*Short exercise:* Can you reproduce, line for line and unchanged, the part of the material that opens with the line containing "Draw the outline of every instance of the **sofa cushion**" and closes with the line containing "143], [158, 161]]", both of those lines included?

*Excerpted records:*
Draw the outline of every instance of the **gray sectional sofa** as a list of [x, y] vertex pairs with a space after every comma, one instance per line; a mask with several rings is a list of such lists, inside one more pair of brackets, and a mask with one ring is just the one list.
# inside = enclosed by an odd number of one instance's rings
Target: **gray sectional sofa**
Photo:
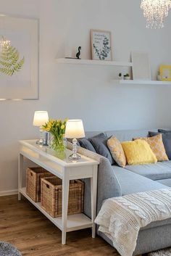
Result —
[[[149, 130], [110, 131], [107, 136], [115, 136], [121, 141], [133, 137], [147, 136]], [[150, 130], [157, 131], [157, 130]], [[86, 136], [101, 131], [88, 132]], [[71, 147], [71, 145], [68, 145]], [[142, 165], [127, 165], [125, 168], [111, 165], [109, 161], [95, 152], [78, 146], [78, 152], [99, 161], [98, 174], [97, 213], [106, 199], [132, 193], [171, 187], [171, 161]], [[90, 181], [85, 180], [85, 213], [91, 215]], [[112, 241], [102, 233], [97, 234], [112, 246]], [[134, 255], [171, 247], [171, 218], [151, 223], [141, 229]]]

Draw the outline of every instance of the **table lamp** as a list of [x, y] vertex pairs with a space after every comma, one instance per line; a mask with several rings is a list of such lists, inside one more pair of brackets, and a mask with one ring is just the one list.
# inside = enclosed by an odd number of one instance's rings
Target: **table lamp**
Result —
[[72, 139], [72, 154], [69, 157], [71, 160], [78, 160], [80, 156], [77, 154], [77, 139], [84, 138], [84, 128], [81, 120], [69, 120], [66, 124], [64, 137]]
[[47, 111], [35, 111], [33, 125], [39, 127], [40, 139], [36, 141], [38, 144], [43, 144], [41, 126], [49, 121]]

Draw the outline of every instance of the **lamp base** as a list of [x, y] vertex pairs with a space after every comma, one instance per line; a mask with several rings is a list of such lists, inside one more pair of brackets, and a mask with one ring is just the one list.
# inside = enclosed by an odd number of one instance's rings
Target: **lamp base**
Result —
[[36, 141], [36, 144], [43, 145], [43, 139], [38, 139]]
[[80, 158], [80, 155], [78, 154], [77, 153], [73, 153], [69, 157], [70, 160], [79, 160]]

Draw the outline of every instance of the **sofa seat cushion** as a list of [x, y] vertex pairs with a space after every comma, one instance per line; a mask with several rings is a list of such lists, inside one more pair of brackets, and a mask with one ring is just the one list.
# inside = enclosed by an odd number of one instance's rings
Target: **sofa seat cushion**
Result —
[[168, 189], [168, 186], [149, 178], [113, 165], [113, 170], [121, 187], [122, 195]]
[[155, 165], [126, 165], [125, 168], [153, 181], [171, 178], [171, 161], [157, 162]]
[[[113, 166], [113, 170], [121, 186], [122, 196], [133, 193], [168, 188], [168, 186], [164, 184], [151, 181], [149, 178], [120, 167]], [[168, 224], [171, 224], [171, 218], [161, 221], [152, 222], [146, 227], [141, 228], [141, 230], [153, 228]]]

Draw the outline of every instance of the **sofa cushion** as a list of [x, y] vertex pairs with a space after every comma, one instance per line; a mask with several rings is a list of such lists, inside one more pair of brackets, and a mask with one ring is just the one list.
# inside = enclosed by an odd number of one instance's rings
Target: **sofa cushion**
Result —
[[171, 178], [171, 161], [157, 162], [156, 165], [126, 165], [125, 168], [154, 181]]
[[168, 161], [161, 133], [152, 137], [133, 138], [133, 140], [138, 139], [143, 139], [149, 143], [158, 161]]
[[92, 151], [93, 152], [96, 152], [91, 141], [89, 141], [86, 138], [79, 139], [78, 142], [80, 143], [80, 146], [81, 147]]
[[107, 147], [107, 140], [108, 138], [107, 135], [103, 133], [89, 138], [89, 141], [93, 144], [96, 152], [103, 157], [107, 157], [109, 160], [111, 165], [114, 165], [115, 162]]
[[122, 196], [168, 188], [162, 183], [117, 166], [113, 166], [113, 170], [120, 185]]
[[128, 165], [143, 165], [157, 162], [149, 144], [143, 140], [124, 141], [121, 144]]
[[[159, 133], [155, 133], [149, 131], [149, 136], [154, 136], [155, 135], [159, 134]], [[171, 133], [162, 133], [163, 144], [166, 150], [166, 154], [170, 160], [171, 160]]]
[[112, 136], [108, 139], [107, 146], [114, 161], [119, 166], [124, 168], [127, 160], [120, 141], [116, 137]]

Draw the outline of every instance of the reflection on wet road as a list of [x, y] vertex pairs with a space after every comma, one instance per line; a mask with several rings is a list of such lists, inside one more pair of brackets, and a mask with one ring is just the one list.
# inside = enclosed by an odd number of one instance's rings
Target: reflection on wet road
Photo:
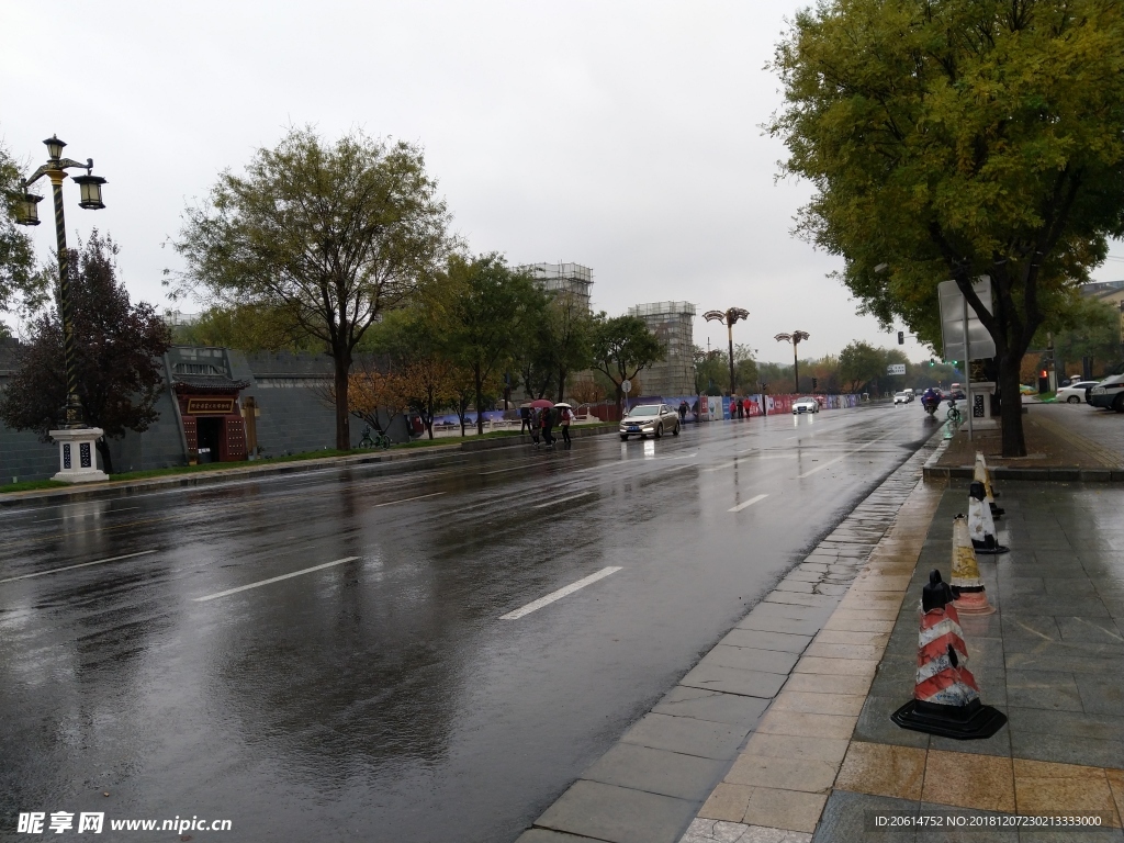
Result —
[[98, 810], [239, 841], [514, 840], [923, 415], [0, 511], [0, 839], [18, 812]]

*Solution:*
Draw the outline of every instance of the **sofa cushion** as a list of [x, y] vertex pairs with a space after every comma, one instance per line; a mask with several rings is a list of such lists, inside one more pair of brackets, and a mask with one ring is just the one list.
# inside = enclosed by an odd number of one instance's rings
Target: **sofa cushion**
Result —
[[171, 178], [171, 161], [157, 162], [156, 165], [126, 165], [125, 168], [154, 181]]
[[168, 161], [161, 133], [152, 137], [133, 138], [133, 140], [138, 139], [143, 139], [149, 143], [158, 161]]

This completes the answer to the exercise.